Task statement
Everything from the line containing "Put a point on every instance of the girl's left" through the line containing "Put a point on every instance of the gray" should be repeated exactly, and nothing else from the data.

-- Supplied data follows --

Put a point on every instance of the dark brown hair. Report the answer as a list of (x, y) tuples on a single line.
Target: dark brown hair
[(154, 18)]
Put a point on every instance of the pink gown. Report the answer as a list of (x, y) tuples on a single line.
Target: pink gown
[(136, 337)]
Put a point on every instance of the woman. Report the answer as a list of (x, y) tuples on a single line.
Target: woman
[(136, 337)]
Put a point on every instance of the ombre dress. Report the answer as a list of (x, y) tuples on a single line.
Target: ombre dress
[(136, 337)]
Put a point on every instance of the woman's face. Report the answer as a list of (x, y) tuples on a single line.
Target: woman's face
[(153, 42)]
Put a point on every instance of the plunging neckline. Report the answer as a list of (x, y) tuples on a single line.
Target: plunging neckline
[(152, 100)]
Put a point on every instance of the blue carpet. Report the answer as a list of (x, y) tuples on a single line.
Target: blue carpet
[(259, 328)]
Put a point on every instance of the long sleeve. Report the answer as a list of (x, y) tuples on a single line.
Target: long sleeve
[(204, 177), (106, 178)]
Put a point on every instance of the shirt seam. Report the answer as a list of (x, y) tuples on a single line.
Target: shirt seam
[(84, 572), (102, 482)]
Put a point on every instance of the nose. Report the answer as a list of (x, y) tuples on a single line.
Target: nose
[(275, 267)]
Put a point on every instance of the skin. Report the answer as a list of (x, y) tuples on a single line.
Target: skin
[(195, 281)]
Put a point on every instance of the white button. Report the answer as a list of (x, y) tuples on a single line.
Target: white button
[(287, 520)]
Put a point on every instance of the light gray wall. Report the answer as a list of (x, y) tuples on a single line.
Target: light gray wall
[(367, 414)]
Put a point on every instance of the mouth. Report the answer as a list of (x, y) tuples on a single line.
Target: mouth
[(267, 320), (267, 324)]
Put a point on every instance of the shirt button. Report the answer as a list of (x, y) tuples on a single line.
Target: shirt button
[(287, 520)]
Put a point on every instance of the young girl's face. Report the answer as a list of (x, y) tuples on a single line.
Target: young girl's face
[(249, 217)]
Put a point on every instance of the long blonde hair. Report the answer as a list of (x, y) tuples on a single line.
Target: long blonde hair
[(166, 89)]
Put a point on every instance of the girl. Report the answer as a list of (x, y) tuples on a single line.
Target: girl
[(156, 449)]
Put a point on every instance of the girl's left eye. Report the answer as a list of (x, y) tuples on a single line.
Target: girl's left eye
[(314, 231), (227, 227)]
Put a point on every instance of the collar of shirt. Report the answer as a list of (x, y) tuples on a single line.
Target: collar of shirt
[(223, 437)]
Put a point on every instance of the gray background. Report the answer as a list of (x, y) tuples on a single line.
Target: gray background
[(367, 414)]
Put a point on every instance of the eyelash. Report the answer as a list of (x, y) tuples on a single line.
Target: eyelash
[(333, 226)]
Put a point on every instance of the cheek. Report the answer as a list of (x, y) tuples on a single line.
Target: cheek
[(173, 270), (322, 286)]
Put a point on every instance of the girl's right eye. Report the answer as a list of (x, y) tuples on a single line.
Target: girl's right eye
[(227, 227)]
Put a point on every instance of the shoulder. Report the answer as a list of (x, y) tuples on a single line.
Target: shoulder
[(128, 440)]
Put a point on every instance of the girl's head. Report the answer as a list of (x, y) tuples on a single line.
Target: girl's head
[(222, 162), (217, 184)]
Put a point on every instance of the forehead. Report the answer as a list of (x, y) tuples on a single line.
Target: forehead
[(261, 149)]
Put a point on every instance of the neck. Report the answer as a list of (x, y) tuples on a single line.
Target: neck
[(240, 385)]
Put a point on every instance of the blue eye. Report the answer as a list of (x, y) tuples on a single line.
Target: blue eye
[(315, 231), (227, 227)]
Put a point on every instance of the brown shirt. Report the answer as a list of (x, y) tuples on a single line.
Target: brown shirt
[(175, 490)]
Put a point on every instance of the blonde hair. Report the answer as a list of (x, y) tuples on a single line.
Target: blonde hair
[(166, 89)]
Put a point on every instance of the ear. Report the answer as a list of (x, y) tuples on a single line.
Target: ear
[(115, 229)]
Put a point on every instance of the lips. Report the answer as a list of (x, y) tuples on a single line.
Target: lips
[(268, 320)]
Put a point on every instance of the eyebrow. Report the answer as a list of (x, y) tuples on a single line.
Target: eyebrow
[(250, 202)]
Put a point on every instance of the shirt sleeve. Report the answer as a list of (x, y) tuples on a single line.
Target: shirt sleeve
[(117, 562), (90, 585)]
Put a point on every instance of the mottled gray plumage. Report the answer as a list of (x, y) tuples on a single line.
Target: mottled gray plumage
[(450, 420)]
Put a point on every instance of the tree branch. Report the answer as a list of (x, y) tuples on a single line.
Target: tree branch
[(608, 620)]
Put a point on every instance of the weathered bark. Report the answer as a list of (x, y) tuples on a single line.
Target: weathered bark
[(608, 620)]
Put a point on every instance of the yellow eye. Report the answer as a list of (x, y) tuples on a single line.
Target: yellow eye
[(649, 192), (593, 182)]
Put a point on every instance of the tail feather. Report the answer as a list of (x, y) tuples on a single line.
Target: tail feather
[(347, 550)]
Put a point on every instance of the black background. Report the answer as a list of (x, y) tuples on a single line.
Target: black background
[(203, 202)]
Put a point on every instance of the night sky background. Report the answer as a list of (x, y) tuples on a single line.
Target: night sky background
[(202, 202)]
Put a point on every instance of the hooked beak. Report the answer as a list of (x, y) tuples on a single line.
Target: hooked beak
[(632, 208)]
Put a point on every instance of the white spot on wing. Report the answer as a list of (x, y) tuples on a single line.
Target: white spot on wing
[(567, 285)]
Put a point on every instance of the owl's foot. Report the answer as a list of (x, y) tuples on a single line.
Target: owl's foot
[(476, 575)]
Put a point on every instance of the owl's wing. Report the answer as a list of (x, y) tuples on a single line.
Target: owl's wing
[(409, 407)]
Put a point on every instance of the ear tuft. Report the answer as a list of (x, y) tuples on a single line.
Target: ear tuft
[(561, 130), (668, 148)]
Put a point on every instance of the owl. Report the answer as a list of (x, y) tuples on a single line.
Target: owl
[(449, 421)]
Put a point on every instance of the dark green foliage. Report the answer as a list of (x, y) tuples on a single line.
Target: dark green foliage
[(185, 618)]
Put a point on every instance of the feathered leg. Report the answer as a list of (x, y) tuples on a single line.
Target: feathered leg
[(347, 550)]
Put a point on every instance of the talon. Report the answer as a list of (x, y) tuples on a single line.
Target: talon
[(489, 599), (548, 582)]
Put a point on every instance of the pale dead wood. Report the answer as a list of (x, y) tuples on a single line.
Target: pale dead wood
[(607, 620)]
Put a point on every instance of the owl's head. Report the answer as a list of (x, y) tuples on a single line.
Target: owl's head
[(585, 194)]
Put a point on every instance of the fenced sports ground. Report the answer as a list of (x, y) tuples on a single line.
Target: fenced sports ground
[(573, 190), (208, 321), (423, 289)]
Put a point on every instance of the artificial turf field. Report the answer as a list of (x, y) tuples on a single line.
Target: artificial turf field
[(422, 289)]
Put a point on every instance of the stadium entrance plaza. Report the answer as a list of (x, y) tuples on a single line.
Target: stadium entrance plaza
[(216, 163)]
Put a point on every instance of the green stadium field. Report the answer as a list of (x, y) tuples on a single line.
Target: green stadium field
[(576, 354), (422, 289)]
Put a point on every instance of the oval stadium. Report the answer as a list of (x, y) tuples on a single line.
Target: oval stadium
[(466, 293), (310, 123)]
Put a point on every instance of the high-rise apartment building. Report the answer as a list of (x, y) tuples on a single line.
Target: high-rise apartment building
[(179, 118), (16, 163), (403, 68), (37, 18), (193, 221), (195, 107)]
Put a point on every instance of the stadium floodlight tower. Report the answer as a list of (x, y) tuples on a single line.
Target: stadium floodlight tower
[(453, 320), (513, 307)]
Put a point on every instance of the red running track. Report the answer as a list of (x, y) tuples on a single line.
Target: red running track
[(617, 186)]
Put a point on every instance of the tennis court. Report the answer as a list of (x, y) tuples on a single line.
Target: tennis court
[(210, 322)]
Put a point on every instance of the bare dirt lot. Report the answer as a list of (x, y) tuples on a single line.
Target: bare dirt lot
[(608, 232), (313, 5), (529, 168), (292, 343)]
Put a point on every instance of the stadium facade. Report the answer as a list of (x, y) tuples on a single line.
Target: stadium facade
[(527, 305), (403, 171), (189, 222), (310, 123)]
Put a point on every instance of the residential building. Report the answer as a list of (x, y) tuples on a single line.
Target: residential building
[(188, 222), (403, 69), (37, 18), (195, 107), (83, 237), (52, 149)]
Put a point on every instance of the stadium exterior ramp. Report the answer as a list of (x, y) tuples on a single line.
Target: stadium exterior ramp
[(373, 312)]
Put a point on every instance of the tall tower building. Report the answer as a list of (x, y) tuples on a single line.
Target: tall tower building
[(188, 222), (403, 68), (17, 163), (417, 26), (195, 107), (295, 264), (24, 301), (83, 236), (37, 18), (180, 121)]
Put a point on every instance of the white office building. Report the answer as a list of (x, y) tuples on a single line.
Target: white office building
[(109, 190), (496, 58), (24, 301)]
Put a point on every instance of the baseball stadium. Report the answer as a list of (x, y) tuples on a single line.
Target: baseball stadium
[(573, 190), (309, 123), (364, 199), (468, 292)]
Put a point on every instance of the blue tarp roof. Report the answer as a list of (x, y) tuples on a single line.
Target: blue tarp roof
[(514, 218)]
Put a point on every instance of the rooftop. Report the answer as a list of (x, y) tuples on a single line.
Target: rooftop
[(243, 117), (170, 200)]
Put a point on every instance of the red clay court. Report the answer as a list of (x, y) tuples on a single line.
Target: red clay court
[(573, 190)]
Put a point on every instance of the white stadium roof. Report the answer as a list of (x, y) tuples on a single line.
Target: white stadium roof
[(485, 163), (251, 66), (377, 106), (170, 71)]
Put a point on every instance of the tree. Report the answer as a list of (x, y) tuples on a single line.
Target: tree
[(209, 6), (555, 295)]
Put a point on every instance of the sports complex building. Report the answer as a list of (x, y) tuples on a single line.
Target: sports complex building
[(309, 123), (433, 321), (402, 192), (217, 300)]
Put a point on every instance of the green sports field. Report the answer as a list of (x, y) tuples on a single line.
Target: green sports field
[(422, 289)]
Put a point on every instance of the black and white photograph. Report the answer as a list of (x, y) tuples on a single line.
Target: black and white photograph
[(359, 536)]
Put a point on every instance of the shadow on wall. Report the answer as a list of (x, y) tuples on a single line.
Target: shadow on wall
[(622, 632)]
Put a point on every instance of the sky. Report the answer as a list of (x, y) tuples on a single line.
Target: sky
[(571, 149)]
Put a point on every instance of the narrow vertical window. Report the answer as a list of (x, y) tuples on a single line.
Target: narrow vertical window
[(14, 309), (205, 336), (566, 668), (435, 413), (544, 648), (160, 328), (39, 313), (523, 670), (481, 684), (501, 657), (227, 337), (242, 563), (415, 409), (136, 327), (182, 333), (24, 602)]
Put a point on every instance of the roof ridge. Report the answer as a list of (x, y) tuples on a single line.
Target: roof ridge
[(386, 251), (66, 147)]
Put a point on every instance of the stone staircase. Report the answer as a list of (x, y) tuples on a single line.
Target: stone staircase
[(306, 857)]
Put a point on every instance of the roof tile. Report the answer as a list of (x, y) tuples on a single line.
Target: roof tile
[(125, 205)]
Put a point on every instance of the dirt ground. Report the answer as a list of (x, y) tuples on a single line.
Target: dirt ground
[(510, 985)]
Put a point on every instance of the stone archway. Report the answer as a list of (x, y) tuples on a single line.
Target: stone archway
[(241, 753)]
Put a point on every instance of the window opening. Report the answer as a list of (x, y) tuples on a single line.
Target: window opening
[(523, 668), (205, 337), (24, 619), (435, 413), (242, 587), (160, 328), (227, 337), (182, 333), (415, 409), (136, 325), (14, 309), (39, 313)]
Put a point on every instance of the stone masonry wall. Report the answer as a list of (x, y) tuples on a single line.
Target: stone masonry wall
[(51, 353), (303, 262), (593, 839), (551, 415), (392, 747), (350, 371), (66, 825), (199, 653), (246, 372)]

-- Supplied data concluded --

Answer section
Put a point on every instance of the girl's left eye. Report the answer as a list of (x, y) tuples on a single line.
Target: girl's left eye
[(314, 231), (227, 227)]
Put a point on every instance of the collar of shirt. Report the answer as a list of (x, y) tuples on a single line.
Target: collar of shirt
[(223, 437)]
Put a point on every instance of the gray background. Report the answer as a list of (x, y) tuples on a single line.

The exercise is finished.